- **Given instruction**
Copy out every line exactly as given.

- **Supplied data**
+ + + + + + +
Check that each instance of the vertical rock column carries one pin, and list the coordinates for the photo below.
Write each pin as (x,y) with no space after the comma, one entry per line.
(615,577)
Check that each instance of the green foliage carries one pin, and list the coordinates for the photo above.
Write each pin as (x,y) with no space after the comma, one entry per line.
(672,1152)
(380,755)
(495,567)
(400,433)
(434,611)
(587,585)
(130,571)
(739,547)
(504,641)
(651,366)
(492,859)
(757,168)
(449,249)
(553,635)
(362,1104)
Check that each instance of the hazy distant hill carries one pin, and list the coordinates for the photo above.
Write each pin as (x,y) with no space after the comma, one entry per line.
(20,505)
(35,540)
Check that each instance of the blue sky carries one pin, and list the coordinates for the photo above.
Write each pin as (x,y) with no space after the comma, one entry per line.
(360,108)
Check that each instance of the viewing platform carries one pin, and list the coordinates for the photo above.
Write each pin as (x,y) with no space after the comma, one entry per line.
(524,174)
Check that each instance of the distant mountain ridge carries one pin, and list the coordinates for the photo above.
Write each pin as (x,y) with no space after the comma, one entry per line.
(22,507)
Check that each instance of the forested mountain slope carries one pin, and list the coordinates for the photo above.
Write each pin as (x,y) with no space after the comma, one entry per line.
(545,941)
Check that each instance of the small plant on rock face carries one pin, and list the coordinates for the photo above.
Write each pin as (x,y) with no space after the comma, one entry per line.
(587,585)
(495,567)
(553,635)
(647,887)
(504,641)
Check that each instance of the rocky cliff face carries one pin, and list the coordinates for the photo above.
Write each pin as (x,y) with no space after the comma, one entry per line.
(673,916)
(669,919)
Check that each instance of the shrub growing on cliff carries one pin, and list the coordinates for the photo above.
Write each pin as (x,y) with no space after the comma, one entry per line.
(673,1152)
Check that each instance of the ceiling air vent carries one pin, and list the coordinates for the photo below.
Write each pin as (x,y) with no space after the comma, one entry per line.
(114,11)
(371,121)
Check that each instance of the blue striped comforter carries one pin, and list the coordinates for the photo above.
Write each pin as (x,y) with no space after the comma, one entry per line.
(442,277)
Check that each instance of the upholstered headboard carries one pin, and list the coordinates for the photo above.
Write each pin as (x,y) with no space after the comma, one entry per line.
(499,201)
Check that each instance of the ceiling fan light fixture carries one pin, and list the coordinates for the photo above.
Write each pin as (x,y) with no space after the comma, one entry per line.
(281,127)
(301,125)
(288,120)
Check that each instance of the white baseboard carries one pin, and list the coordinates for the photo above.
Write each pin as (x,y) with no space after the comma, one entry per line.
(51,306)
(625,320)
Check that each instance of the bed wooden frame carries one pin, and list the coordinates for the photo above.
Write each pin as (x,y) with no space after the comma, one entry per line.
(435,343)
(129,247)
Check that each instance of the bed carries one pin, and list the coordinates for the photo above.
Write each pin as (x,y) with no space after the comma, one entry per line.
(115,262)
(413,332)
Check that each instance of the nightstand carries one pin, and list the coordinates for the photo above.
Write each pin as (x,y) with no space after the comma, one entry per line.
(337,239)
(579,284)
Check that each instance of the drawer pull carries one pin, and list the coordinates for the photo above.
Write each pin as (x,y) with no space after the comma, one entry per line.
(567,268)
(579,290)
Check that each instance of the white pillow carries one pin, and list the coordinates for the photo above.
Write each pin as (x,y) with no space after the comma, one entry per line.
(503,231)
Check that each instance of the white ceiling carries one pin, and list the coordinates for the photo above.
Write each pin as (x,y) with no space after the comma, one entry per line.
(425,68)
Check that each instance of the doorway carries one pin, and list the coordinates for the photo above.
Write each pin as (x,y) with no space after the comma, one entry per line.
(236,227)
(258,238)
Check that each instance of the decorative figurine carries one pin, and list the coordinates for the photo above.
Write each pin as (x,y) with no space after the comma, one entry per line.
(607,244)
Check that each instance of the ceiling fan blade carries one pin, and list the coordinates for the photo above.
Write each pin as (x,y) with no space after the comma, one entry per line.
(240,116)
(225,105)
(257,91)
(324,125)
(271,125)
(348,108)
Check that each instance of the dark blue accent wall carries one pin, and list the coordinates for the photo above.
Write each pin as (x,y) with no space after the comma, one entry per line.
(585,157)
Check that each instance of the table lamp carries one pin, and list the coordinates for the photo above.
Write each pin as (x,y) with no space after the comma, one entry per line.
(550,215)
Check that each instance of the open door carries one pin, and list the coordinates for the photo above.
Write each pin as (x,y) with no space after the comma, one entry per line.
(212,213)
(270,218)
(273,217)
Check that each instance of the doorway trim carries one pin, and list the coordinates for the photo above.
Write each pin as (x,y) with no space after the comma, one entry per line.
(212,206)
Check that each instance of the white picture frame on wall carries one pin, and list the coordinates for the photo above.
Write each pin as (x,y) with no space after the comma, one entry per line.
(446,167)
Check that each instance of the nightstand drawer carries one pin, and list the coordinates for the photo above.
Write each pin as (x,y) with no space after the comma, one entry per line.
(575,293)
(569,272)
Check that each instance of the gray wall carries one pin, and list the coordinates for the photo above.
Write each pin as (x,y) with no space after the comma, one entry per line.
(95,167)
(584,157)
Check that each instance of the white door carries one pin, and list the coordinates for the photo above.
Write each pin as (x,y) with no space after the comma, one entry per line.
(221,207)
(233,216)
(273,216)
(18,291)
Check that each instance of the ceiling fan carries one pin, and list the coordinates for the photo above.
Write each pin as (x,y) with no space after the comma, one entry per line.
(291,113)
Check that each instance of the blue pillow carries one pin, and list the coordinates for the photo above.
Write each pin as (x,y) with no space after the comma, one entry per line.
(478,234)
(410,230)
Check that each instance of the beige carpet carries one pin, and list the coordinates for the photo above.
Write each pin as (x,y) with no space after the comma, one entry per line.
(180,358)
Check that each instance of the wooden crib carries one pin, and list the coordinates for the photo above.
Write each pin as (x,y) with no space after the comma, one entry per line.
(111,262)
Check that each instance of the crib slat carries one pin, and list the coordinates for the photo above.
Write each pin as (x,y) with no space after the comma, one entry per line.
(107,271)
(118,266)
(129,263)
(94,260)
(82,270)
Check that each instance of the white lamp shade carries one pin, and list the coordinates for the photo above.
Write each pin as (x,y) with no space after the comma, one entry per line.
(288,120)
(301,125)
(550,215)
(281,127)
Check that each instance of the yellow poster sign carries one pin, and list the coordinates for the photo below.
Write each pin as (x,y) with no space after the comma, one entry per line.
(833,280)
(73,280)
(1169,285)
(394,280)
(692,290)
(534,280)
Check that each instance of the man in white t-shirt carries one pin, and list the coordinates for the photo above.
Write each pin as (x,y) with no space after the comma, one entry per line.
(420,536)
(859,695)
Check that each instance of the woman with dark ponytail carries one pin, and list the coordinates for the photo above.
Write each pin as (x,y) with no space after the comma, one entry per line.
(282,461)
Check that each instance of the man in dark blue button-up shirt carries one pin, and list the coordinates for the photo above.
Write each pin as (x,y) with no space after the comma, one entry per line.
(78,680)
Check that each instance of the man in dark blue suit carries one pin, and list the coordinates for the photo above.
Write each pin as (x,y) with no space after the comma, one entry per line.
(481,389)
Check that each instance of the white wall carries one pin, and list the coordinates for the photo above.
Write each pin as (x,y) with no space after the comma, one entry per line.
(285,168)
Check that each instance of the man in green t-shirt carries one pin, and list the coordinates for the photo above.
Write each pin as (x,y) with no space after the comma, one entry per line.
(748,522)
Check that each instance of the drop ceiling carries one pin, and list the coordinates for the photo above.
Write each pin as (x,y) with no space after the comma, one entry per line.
+ + + + + + +
- **Right answer**
Check that each instance of the vertical rock column carries one pin, and list the coordinates for the photo below.
Write each pin as (x,y) with no space after the comma, one entry per line.
(615,577)
Check that each instance of the green foliage carries one pin, and list the coordinates for the photo above.
Write each pin as (x,y) with no space after the comma, one entry per line.
(672,1152)
(380,755)
(495,567)
(400,433)
(434,611)
(587,585)
(130,571)
(739,547)
(504,641)
(651,366)
(492,859)
(757,168)
(449,249)
(553,635)
(362,1104)
Check that each instance of the hazy distant hill carries one pin, and list the coordinates for the photo above.
Write each pin as (x,y) with no space after the comma, one entry per line.
(20,505)
(35,540)
Check that each instance of the blue sky carries one pin, and list the coordinates for the photo above.
Write each pin as (x,y) with no space after the comma, one entry per line.
(360,108)
Check that each instance of the viewing platform carries one pin, and list the coordinates for the photo above.
Write each pin as (x,y) with no space after the comma, one entry per line.
(524,174)
Check that each instance of the distant mountain ridge carries one pin, and list the coordinates for the photo above.
Write each pin as (x,y) with no space after the comma, one entry per line.
(22,507)
Check that each instance of the forested mountain slope carries one pin, and list the coordinates for the photo above.
Write each pin as (x,y) with no space after the comma, one entry per line.
(545,941)
Check that each instance of the small plant on rock face carries one pin, and list the coordinates for the photo above.
Write each pin as (x,y) with no space after the comma, one entry per line.
(587,585)
(495,567)
(553,635)
(647,887)
(504,641)
Check that each instance of the rocky cliff face carries one pin, and list the coordinates for the photo above.
Write each pin as (x,y) with no space after the comma, one entry per line.
(673,916)
(669,919)
Check that each instance of the shrub growing on cliff carries one pin, and list the coordinates for the photo above.
Write each pin as (x,y) with no space after the comma, one entry per line.
(673,1152)
Check that each instance of the ceiling air vent carries one pin, and list the coordinates for the photo below.
Write each pin as (x,y) with no space after the comma, one entry per line.
(114,11)
(371,121)
Check that each instance of the blue striped comforter carries one pin, and list the coordinates for the photo above.
Write each pin as (x,y) with no space after the comma, one entry per line.
(442,277)
Check that each instance of the upholstered headboard carries one pin, and list the coordinates for the photo above.
Write each pin as (x,y) with no space after the comma, one entry per line.
(499,201)
Check that each instance of the ceiling fan light fixture carries one pin, and list the coordinates for the photo above.
Write each pin as (x,y) with no space after the comma, one entry per line.
(281,127)
(301,125)
(288,120)
Check that each instance of the white baseboard carries one pin, and list the coordinates for the photo above.
Write each pin as (x,y) with no space after the comma, one entry per line.
(51,306)
(625,320)
Check that each instance of the bed wooden frame carries one pin, and list the coordinates for the photo above.
Write each pin as (x,y) with no space after the comma, one entry per line.
(435,343)
(129,247)
Check that each instance of the bed carries one pin, and list the coordinates for the photo above.
Write each pin as (x,y) with no space after the comma, one entry per line.
(115,262)
(413,332)
Check that each instance of the nightstand carries one pin, and list the coordinates for the photo above.
Write each pin as (x,y) with no space after the comma, one entry per line.
(337,239)
(579,284)
Check that each instance of the drawer pull carries one pin, and list the coordinates for the photo above.
Write each pin as (x,y) with no space after the comma, one entry per line.
(567,268)
(579,290)
Check that each instance of the white pillow carries one pin, and list the coordinates for the photo above.
Write each pin as (x,y) with no space after the comma, one entry per line.
(503,231)
Check that each instance of the white ceiling carries one pin, and list the coordinates for the photo above.
Write each pin as (x,y) with no space after the comma, one entry per line.
(425,68)
Check that each instance of the doorway carries one pin, and list the coordinates for the photo above.
Write each pin as (x,y) with no space after the comma, one entry per line.
(236,227)
(258,238)
Check that each instance of the decorative figurine carries one pin, and list the coordinates for the photo above.
Write each pin as (x,y) with no space after the comma, one entry per line.
(607,244)
Check that each instance of the ceiling fan blade carries one pin, and list the coordinates for the photo above.
Write each pin as (x,y) with no space after the comma, one entry per line.
(240,116)
(225,105)
(257,91)
(324,125)
(271,125)
(348,108)
Check that each instance of the dark blue accent wall carries one pin, and list the coordinates for the photo above.
Write each pin as (x,y) with no space after the comma, one entry per line.
(585,157)
Check that each instance of the table lamp carries one pin, and list the coordinates for the photo above.
Write each pin as (x,y) with no space after the comma, one entry per line.
(550,215)
Check that each instance of the open door carries one pin, and list the coordinates for the photo above.
Write each pin as (x,y) with no space after the comma, one entry per line.
(212,213)
(270,218)
(273,217)
Check that each instance of the doorway trim carries one pin, and list the coordinates for the photo above.
Write each pin as (x,y) with no space after the comma, one entry per line.
(212,206)
Check that each instance of the white picture frame on wall carries one pin, and list the coordinates for the photo above.
Write each pin as (x,y) with no space after the comma, one entry per line.
(446,167)
Check that each instance of the nightstand drawer carries one pin, and list the coordinates for the photo above.
Write each pin as (x,y) with no space after the comma, one entry per line.
(575,293)
(569,272)
Check that each instance of the gray wall carries one pin, and list the coordinates for the photo above.
Write each pin as (x,y) with no space after the comma, one entry per line.
(95,167)
(584,157)
Check that each instance of the white door carries one pin, and list the coordinates for the photo above.
Write each pin as (x,y) with no space after the comma, one entry per line.
(221,207)
(233,216)
(273,216)
(18,291)
Check that each instance of the ceiling fan carries one pin, and list the coordinates for the photo above.
Write each pin as (x,y) with no space after the comma, one entry per line.
(291,113)
Check that each instance of the blue pillow carries one pin, and list the coordinates for the photo above.
Write each pin as (x,y) with no space after the comma, one entry per line.
(478,234)
(410,230)
Check that each instance of the beige carpet carries one pin, and list the coordinates for the photo above.
Write each pin as (x,y) with no space after the comma, one entry per line.
(180,358)
Check that each instance of the wooden crib carries one pin, and list the coordinates for the photo above.
Write each pin as (x,y) with no space after the comma, one entry per line.
(111,262)
Check that each instance of the crib slat carries one pin, and list the coordinates for the photo above.
Write each pin as (x,y) with no space after the comma, one entry per line.
(107,271)
(118,266)
(129,263)
(94,260)
(82,270)
Check that each instance of the white lamp shade carries one pin, and list the coordinates for the photo above.
Write each pin as (x,y) with no space after the comma, one entry per line.
(288,120)
(301,125)
(550,215)
(281,127)
Check that each instance of the yellow poster sign carries one pin, and list the coordinates for the photo below.
Write each pin as (x,y) with no space after the comma, one entry per line.
(833,280)
(73,280)
(1169,285)
(394,280)
(692,290)
(534,280)
Check that each instance of the man in white t-shirt carries one pin, and list the coordinates for the photo above.
Write each pin as (x,y) with no space after the comma, one entry per line.
(420,536)
(859,695)
Check that each instance of the woman with dark ponytail carries one pin, and list the coordinates for the photo above.
Write each pin as (x,y) with no space after the comma, one entry per line.
(282,461)
Check that each instance of the man in dark blue button-up shirt carries one pin, and list the coordinates for the photo above.
Write each pin as (x,y) with no space after the comma, one entry per line.
(78,680)
Check that each instance of the man in dark blue suit carries one pin, and list the coordinates for the photo above.
Write each pin as (x,y) with no space after the comma, one entry per line.
(481,389)
Check that each instance of the white wall carries one pin, and list the coordinates for the photo above.
Write each pin as (x,y) with no space after the comma, one entry per line.
(285,168)
Check that each instance of the man in green t-shirt carries one pin, and list the coordinates for the photo above.
Write each pin as (x,y) with no space after the comma, one entry per line.
(748,522)
Check that each instance of the drop ceiling carries one pin, and list the coordinates for the photo above.
Write each pin as (x,y) with no space after the comma, one entry per line.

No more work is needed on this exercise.